## Selected excerpt
That's actually really cool. I knew about it in concept, but, another thing I always figured just wasn't terribly practical. I mean it's still not going to be 'super' energy efficient, but probably a lot more. I would be inclined to say at that point vacuum pressurizing it (Not full vacuum, but just lower pressure) would probably be worth it, so as to increase the insulation of the loop, and decrease the probability of what little moisture exists inside the case potentially condensing and melting in a freak accident at just the wrong place and time (I understand the ice crystal theory, and the way it's supposed to operate, but as it said, it's required to be 24/7, and that obviously is because of the risk of post melt. Although it can't "build up" there is still some condensation, and if you let the PC turn off, you basically have to wait for a day or more if you want to be safe for whatever moisture exists inside the closed system to be reabsorbed into the ambient air inside it, so as to make sure you don't get unlucky and short circuit a component).

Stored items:
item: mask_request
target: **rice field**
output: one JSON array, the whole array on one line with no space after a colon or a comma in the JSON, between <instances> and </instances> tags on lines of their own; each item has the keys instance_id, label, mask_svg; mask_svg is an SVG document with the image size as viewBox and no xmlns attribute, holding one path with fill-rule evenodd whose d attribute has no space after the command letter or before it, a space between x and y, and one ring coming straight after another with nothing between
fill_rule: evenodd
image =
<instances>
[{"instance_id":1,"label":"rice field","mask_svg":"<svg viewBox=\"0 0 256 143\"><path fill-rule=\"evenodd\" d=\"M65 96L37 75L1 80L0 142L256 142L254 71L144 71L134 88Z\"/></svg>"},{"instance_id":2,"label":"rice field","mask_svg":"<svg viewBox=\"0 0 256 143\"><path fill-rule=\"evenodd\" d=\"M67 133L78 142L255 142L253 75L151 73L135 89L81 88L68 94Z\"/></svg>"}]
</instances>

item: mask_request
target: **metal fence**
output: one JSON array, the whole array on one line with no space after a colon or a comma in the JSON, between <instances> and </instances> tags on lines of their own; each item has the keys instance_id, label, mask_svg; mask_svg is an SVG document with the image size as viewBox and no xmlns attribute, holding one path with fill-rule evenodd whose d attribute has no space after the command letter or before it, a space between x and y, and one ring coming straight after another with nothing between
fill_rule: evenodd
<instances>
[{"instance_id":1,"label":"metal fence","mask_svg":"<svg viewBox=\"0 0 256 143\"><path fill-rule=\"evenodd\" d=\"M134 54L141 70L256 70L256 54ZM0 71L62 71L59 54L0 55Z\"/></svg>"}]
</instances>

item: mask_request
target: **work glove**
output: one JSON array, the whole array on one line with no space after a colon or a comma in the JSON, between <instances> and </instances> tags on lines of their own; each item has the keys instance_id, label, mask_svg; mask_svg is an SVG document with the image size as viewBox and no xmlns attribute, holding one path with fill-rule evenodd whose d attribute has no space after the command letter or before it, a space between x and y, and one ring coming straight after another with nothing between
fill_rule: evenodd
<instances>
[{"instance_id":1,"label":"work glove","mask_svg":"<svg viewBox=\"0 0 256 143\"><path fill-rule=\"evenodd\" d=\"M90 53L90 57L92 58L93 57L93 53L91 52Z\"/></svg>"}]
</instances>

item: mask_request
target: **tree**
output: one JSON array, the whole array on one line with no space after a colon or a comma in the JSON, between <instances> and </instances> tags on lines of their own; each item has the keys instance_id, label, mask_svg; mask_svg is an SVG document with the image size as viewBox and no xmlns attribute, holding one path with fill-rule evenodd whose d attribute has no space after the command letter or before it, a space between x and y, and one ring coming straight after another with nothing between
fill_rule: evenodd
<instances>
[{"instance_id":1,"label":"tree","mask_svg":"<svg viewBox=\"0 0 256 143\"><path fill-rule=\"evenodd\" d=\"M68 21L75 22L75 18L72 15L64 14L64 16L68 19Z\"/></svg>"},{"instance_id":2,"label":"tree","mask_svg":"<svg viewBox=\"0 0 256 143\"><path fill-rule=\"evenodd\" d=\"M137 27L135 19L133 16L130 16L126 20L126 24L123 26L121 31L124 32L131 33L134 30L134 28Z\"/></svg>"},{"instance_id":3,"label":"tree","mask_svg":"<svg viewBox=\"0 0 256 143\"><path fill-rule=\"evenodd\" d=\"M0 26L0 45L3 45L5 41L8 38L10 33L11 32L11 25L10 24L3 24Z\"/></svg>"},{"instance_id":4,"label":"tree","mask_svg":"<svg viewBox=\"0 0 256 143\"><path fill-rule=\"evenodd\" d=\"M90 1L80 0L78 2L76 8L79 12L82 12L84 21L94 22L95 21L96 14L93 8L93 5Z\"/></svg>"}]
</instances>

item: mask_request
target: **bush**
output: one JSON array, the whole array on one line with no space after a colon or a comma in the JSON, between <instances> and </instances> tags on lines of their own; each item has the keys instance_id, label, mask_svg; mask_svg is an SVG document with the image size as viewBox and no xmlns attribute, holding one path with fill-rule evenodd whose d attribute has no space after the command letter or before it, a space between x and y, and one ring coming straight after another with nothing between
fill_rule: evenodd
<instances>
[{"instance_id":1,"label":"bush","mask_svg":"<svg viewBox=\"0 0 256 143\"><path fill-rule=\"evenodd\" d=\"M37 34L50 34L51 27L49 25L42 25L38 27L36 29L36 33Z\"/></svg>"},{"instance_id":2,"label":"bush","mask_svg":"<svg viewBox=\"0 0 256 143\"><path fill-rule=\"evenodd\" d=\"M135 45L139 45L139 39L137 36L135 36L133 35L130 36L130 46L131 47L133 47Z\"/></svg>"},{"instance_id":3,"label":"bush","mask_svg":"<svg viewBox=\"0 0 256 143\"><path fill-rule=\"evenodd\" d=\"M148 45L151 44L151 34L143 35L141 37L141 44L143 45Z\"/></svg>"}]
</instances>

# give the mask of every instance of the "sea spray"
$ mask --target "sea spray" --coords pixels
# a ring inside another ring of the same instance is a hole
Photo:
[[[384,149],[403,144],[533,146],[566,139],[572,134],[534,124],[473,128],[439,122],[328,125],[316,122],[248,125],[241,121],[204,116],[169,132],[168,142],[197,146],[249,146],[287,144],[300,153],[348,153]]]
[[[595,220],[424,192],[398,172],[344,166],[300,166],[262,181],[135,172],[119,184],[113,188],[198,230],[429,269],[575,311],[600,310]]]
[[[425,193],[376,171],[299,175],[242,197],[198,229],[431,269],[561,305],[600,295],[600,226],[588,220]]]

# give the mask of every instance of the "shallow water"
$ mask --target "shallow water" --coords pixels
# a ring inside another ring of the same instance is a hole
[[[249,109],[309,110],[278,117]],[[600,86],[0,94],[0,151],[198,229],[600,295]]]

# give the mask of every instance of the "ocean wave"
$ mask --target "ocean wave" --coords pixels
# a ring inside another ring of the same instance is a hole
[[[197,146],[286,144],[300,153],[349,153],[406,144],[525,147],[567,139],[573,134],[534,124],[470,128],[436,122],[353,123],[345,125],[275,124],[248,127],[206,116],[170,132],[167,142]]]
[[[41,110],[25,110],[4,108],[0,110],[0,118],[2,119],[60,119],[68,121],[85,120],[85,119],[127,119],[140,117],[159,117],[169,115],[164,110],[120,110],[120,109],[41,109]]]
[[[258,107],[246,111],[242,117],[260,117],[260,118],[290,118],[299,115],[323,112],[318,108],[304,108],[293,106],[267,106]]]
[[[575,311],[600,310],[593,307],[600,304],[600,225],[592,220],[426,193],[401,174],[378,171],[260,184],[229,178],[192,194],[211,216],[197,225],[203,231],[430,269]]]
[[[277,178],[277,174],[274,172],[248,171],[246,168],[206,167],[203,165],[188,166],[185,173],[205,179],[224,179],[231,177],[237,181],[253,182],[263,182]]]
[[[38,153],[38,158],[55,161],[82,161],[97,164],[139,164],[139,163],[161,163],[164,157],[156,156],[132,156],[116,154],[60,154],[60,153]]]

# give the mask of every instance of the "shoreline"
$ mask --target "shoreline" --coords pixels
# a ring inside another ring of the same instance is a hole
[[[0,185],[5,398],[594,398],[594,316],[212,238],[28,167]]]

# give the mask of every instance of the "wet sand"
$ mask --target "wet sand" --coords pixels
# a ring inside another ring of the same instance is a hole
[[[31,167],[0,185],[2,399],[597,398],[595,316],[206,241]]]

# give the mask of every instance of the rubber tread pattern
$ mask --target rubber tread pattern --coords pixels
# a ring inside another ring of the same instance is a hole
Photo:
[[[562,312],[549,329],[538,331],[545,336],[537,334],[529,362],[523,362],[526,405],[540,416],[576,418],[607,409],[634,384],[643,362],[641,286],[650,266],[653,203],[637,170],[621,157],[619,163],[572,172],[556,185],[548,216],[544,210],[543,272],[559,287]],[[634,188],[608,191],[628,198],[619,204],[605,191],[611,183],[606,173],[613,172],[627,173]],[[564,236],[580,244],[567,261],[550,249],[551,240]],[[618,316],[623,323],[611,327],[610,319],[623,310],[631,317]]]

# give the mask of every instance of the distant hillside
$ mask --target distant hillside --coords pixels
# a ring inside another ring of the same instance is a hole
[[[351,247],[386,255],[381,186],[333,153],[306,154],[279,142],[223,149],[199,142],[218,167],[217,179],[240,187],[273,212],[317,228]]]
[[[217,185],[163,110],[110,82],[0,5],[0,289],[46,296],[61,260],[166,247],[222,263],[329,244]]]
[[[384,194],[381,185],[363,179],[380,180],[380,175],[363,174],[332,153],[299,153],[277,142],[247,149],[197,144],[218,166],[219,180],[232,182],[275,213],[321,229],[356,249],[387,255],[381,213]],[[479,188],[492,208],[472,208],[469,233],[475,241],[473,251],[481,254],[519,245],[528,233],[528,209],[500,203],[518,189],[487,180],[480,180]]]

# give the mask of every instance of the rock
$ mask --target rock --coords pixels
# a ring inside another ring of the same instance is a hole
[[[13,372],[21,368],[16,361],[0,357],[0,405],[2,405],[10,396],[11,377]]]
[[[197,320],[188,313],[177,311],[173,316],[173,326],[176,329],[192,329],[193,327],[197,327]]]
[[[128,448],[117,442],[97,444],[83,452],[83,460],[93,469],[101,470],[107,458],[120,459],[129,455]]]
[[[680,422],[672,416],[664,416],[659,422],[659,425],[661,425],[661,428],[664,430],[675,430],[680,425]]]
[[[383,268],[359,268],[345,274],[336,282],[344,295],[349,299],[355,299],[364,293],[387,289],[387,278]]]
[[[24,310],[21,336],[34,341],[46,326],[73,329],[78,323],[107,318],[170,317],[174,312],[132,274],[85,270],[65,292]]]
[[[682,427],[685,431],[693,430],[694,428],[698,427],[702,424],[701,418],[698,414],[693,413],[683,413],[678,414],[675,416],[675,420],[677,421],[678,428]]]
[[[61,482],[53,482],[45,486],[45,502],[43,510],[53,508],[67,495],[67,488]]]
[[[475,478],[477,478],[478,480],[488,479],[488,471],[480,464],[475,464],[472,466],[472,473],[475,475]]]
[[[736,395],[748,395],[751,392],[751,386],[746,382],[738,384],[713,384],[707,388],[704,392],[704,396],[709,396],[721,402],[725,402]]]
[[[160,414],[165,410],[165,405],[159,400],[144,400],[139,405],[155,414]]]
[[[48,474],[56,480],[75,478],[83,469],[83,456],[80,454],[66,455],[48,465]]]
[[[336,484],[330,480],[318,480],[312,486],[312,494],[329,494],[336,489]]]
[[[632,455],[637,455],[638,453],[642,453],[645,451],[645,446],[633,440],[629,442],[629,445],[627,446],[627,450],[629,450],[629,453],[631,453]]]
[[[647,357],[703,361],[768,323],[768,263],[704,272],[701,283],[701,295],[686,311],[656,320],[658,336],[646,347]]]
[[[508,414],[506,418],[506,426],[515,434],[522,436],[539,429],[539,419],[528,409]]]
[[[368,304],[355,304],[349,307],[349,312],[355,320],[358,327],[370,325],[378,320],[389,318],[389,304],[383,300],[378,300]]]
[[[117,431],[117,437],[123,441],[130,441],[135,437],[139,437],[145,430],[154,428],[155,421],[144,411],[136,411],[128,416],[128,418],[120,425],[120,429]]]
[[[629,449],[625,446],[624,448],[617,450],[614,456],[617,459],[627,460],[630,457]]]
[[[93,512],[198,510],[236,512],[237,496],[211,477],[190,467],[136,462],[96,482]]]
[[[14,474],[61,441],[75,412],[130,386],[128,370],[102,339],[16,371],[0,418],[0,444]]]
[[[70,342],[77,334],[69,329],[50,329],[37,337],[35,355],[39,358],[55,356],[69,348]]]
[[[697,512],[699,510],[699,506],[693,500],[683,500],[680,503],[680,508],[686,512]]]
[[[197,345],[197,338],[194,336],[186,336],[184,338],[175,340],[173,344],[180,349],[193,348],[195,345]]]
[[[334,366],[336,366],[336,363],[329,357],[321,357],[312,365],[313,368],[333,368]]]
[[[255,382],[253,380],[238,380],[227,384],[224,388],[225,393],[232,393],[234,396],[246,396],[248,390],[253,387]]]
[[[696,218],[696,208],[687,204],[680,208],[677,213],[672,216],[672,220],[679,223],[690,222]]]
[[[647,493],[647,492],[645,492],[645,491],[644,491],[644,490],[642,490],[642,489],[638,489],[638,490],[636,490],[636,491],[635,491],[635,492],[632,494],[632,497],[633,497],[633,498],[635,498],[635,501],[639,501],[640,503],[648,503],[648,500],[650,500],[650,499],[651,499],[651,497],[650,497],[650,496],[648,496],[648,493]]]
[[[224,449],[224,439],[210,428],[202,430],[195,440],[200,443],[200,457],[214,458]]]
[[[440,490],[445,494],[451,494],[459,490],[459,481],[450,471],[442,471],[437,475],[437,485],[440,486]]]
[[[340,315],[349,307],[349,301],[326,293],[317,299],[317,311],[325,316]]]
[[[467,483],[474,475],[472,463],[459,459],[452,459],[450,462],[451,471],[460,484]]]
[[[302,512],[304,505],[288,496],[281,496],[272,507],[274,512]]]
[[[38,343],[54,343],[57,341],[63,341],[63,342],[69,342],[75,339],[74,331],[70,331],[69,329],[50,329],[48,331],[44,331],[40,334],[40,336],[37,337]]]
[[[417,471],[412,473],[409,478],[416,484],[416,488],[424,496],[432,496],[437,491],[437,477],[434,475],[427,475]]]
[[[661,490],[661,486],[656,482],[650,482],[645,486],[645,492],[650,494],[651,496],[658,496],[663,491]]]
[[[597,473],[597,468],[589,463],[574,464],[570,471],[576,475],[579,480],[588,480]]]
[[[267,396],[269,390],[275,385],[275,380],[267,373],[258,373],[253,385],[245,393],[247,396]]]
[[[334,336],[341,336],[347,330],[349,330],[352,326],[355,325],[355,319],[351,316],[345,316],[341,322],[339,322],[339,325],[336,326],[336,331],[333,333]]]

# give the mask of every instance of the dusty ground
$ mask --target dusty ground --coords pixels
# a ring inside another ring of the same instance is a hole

## Exercises to complete
a) Please condense the paragraph beginning "That's actually really cool" from the comment on PC cooling into a short bulleted list that keeps its main points.
b) In the comment on PC cooling, find each sentence outside the parentheses that starts with the word "I," and list the first four words of each one.
The stored items play no part in this.

## Task-by-task outputs
a)
- The writer finds the idea cool and knew of it in concept but had assumed it wasn't very practical.
- It still won't be "super" energy efficient, though probably much more so.
- The writer suggests lowering the pressure inside the case (a partial vacuum, not a full one) to better insulate the loop and to make it less likely that the little moisture inside condenses and melts in the wrong spot.
- The system has to run 24/7 because of the risk of post melt. Condensation can't build up, but some still exists.
- If the PC is turned off, it's safest to wait a day or more so the moisture is reabsorbed into the air inside the closed system before restarting. Otherwise a component could short circuit.

b)
- I knew about it
- I mean it's still
- I would be inclined